**EXERCISE DESCRIPTION**.
Reproduce the Hyacinthos post on new points lying on the incircle, which appears below, word for word and line for line.

━━━━━ TEXT EXCERPT

Κυριακή 20 Οκτωβρίου 2019

HYACINTHOS 10935

Dear Jean-Pierre,

[MS]
> I have found new points on the incircle
>
> 1.P1((b-c)^2/(s-a):(c-a)^2/(s-b):(a-b)^2/(s-c)).
>
> 2.P2((a(b-c))^2/(s-a):(b(c-a))^2/(s-b):((c(a-b))^2/(s-c)).
>
> 3.P3((b+c-2a)^2/(s-a):(c+a-2b)^2/(s-b):(a+b-2c)^2/(s-c)).
>
> 4.P4((b^2-c^2)^2/(s-a):(c^2-a^2)^2/(s-b):(a^2-b^2)^2/(s-c)).
>
> 5.P5((s-a)[2a^2-a(b+c)+(b-c)^2]:(s-b)[2b^2-b(c+a)+(c-a)^2]:
> (s-c)[2c^2-c(a+b)+(a-b)^2])
>
> This point is the antipode of Feuerbach point Fe=X(11)
> X(11)=((b-c)^2(s-a):(c-a)^2(s-b):(a-b)^2(s-c))
> on the Euler or nine-point circle.
>
> 6.P6(a^2(b-c)^2(s-a)^3:b^2(c-a)^2(s-b)^3:c^2(a-b)^2(s-c)^3).

[JPE]
> Note that if u+v+w=0 then the point u^2/(s-a):v^2/(s-b):w^2/(s-c)
> lies on the incircle.
> There is a typo in P5 : your point lies on the line at infinity and,
> in any case, the antipode of the Feuerbach point on the 9P-circle
> doesn't lie on the incircle.


Thanks for your comment and corrections.

━━━━━━━━━━
━━━━━ DATASET EXCERPT

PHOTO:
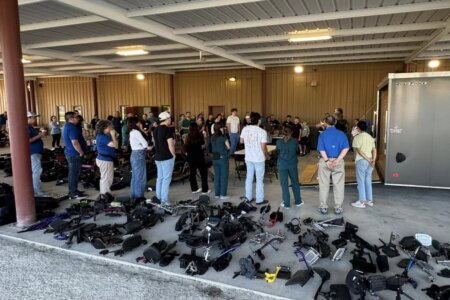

━━━━━━━━━━

**RESULT**.
Κυριακή 20 Οκτωβρίου 2019

HYACINTHOS 10935

Dear Jean-Pierre,

[MS]
> I have found new points on the incircle
>
> 1.P1((b-c)^2/(s-a):(c-a)^2/(s-b):(a-b)^2/(s-c)).
>
> 2.P2((a(b-c))^2/(s-a):(b(c-a))^2/(s-b):((c(a-b))^2/(s-c)).
>
> 3.P3((b+c-2a)^2/(s-a):(c+a-2b)^2/(s-b):(a+b-2c)^2/(s-c)).
>
> 4.P4((b^2-c^2)^2/(s-a):(c^2-a^2)^2/(s-b):(a^2-b^2)^2/(s-c)).
>
> 5.P5((s-a)[2a^2-a(b+c)+(b-c)^2]:(s-b)[2b^2-b(c+a)+(c-a)^2]:
> (s-c)[2c^2-c(a+b)+(a-b)^2])
>
> This point is the antipode of Feuerbach point Fe=X(11)
> X(11)=((b-c)^2(s-a):(c-a)^2(s-b):(a-b)^2(s-c))
> on the Euler or nine-point circle.
>
> 6.P6(a^2(b-c)^2(s-a)^3:b^2(c-a)^2(s-b)^3:c^2(a-b)^2(s-c)^3).

[JPE]
> Note that if u+v+w=0 then the point u^2/(s-a):v^2/(s-b):w^2/(s-c)
> lies on the incircle.
> There is a typo in P5 : your point lies on the line at infinity and,
> in any case, the antipode of the Feuerbach point on the 9P-circle
> doesn't lie on the incircle.


Thanks for your comment and corrections.